> _Task prompt_:
Format every line of the records below as a Markdown table with two columns, Row and Line, numbering the rows in order and omitting blank lines.
::::
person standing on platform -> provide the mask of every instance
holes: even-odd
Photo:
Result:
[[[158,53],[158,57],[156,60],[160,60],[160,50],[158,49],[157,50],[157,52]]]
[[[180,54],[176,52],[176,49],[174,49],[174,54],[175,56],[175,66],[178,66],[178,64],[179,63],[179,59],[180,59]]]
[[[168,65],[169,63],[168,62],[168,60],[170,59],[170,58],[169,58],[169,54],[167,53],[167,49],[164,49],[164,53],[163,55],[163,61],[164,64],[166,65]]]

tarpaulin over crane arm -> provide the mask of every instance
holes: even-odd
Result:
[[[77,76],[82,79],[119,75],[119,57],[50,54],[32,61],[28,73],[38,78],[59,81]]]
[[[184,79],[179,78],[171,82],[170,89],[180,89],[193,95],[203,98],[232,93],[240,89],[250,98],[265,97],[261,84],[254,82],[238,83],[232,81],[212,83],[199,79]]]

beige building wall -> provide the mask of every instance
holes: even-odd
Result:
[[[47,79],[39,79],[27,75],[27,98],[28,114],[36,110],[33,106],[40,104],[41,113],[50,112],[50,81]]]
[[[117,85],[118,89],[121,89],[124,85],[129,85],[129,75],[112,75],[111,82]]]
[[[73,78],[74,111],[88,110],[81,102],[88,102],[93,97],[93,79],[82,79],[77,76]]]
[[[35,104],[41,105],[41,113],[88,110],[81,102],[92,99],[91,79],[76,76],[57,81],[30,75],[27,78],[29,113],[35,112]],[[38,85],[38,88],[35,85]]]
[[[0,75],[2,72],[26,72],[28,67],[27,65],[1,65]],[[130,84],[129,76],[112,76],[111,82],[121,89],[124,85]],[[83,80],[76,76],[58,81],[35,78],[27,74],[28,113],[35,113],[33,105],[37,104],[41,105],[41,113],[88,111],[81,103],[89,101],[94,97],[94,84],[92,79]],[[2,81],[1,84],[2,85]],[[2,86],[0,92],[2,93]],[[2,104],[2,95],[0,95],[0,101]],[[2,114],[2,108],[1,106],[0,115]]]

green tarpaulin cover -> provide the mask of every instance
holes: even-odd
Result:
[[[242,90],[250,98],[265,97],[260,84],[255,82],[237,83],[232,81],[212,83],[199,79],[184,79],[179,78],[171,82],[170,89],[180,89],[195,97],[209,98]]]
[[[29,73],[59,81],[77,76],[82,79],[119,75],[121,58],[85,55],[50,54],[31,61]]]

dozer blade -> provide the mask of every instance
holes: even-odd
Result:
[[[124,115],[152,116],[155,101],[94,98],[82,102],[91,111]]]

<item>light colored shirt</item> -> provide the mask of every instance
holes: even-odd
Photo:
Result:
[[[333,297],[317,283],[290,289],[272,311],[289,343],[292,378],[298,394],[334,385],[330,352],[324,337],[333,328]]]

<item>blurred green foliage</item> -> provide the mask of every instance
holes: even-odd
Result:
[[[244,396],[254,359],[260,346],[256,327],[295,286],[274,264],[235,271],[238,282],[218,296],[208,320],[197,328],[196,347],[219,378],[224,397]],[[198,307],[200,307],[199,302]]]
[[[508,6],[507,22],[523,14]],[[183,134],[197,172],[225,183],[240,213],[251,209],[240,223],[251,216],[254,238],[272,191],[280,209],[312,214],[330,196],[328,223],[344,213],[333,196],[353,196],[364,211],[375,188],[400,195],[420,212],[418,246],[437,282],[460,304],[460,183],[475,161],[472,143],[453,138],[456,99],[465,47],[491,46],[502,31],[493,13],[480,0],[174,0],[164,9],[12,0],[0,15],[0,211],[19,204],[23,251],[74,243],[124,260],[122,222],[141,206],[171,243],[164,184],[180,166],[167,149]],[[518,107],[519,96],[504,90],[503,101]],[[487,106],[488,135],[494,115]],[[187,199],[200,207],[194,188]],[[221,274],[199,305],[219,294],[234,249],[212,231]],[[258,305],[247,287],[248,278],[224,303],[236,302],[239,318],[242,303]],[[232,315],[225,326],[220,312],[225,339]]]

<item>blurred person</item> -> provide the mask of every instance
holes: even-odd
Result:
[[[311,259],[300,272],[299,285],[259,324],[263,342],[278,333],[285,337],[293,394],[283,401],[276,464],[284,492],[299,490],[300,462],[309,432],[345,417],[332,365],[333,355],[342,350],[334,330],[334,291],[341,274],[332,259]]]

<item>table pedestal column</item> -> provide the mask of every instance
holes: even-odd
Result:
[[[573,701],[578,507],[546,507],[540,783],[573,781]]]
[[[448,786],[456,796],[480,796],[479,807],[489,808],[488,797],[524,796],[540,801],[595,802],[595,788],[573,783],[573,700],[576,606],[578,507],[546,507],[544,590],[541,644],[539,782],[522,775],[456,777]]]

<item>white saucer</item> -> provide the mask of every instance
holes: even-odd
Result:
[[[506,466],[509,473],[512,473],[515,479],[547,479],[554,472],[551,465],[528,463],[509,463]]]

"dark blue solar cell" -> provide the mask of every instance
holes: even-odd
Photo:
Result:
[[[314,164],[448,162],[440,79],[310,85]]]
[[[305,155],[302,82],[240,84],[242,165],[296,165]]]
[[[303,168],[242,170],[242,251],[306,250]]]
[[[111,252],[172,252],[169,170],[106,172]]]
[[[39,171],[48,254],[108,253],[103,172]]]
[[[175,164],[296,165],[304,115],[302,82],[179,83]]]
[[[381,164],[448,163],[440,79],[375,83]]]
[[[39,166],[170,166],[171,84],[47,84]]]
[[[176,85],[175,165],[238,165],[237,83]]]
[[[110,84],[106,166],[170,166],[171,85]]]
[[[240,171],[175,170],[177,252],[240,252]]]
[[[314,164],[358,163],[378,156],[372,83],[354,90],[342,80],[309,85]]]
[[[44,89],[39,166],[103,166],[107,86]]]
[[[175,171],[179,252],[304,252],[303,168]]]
::::
> _Correct answer_:
| Row | Line |
|---|---|
| 1 | person standing on platform -> provide the mask of every instance |
| 2 | holes: even-odd |
| 3 | Photo: |
| 4 | Result: |
| 5 | [[[158,53],[158,57],[156,60],[160,60],[160,50],[158,49],[157,50],[157,52]]] |
| 6 | [[[180,54],[176,52],[176,49],[174,49],[174,54],[175,56],[175,66],[178,66],[178,64],[179,63],[179,59],[180,59]]] |
| 7 | [[[168,65],[169,63],[168,62],[168,60],[170,59],[170,58],[169,58],[169,54],[167,53],[167,49],[164,49],[164,53],[163,55],[163,61],[164,64],[166,65]]] |
| 8 | tarpaulin over crane arm -> provide the mask of every instance |
| 9 | holes: even-odd |
| 10 | Result: |
| 11 | [[[77,76],[82,79],[119,75],[119,57],[50,54],[32,61],[28,73],[38,78],[59,81]]] |
| 12 | [[[184,79],[179,78],[171,82],[170,89],[180,89],[193,95],[203,98],[232,93],[240,89],[250,98],[265,97],[261,84],[254,82],[238,83],[232,81],[212,83],[199,79]]] |
| 13 | beige building wall -> provide the mask of every instance |
| 14 | holes: even-odd |
| 15 | Result: |
| 16 | [[[47,79],[39,79],[27,75],[27,98],[28,114],[36,110],[33,106],[40,104],[41,113],[50,112],[50,81]]] |
| 17 | [[[117,85],[118,89],[121,89],[124,85],[129,85],[129,75],[112,75],[111,82]]] |
| 18 | [[[73,78],[74,111],[88,110],[81,102],[88,102],[93,97],[93,79],[82,79],[77,76]]] |
| 19 | [[[35,104],[41,105],[41,113],[88,110],[81,102],[92,99],[91,79],[76,76],[57,81],[30,75],[27,78],[29,113],[35,112]],[[38,85],[38,88],[35,85]]] |
| 20 | [[[0,75],[2,72],[26,72],[28,67],[27,65],[1,65]],[[130,84],[129,76],[112,76],[111,82],[121,89],[124,85]],[[83,80],[76,76],[58,81],[35,78],[27,74],[28,113],[35,113],[33,105],[37,104],[41,105],[41,113],[88,111],[81,103],[89,101],[94,97],[94,84],[92,79]],[[2,81],[1,84],[2,85]],[[2,86],[0,92],[2,93]],[[2,104],[2,95],[0,95],[0,101]],[[2,114],[2,108],[1,106],[0,115]]] |
| 21 | green tarpaulin cover -> provide the mask of every instance |
| 22 | holes: even-odd |
| 23 | Result: |
| 24 | [[[242,90],[250,98],[265,97],[260,84],[255,82],[237,83],[232,81],[212,83],[199,79],[184,79],[179,78],[171,82],[170,89],[180,89],[195,97],[209,98]]] |
| 25 | [[[29,73],[59,81],[77,76],[82,79],[119,75],[121,58],[85,55],[50,54],[31,61]]] |
| 26 | dozer blade -> provide the mask of every instance |
| 27 | holes: even-odd |
| 28 | Result: |
| 29 | [[[124,115],[152,116],[155,101],[94,98],[82,102],[91,111]]] |
| 30 | <item>light colored shirt</item> -> provide the mask of every instance |
| 31 | holes: even-odd |
| 32 | Photo: |
| 33 | Result: |
| 34 | [[[333,297],[317,283],[290,289],[272,311],[289,343],[292,378],[298,394],[334,385],[330,352],[324,337],[333,328]]] |
| 35 | <item>blurred green foliage</item> -> provide the mask of every instance |
| 36 | holes: even-odd |
| 37 | Result: |
| 38 | [[[244,396],[254,359],[260,346],[256,327],[295,286],[274,264],[235,271],[238,282],[218,296],[208,320],[197,328],[196,347],[219,378],[224,397]],[[198,307],[200,307],[199,302]]] |
| 39 | [[[508,6],[507,22],[523,14]],[[183,134],[197,172],[225,183],[240,213],[251,209],[240,223],[251,216],[254,238],[272,191],[280,209],[312,214],[330,196],[328,223],[344,213],[333,196],[353,196],[364,211],[375,188],[400,195],[420,212],[418,246],[437,282],[460,304],[460,183],[475,161],[472,143],[453,138],[456,99],[465,47],[491,46],[502,31],[493,13],[480,0],[174,0],[164,9],[12,0],[0,15],[0,211],[19,204],[23,251],[74,243],[124,260],[122,222],[141,206],[171,243],[164,184],[180,166],[167,149]],[[518,107],[519,96],[504,90],[503,101]],[[487,106],[488,135],[494,115]],[[187,199],[200,207],[194,188]],[[221,274],[199,305],[219,294],[234,249],[212,231]],[[258,305],[247,287],[248,278],[224,303],[236,302],[239,318],[242,303]],[[232,315],[225,326],[220,312],[225,339]]] |
| 40 | <item>blurred person</item> -> provide the mask of every instance |
| 41 | holes: even-odd |
| 42 | Result: |
| 43 | [[[311,259],[300,272],[299,285],[259,324],[263,342],[278,333],[285,337],[293,394],[283,401],[276,464],[284,492],[299,490],[300,462],[309,432],[345,417],[332,365],[333,355],[342,350],[334,330],[334,291],[341,274],[332,259]]] |
| 44 | <item>table pedestal column</item> -> provide the mask of every instance |
| 45 | holes: even-odd |
| 46 | Result: |
| 47 | [[[573,701],[578,507],[546,507],[540,783],[573,781]]] |
| 48 | [[[448,786],[456,796],[480,796],[479,807],[489,808],[488,797],[524,796],[540,801],[595,802],[595,788],[573,783],[573,700],[576,606],[578,507],[546,507],[544,590],[541,644],[539,782],[522,775],[456,777]]] |
| 49 | <item>white saucer</item> -> provide the mask of every instance |
| 50 | holes: even-odd |
| 51 | Result: |
| 52 | [[[506,466],[509,473],[512,473],[515,479],[547,479],[554,472],[551,465],[528,463],[509,463]]] |
| 53 | "dark blue solar cell" -> provide the mask of every instance |
| 54 | holes: even-odd |
| 55 | Photo: |
| 56 | Result: |
| 57 | [[[314,164],[448,162],[440,79],[310,85]]] |
| 58 | [[[305,155],[302,82],[240,84],[242,165],[296,165]]] |
| 59 | [[[303,168],[242,170],[242,251],[306,250]]] |
| 60 | [[[111,252],[172,252],[169,170],[106,172]]] |
| 61 | [[[39,171],[48,254],[108,253],[103,172]]] |
| 62 | [[[175,164],[296,165],[304,115],[302,82],[179,83]]] |
| 63 | [[[381,164],[448,163],[440,79],[375,83]]] |
| 64 | [[[39,166],[170,166],[171,84],[47,84]]] |
| 65 | [[[176,85],[175,165],[238,165],[237,83]]] |
| 66 | [[[110,84],[106,166],[170,166],[171,85]]] |
| 67 | [[[240,171],[175,170],[177,252],[240,252]]] |
| 68 | [[[314,164],[358,163],[378,156],[372,83],[354,90],[342,80],[309,85]]] |
| 69 | [[[44,89],[39,166],[103,166],[107,86]]] |
| 70 | [[[175,171],[179,252],[304,252],[303,168]]] |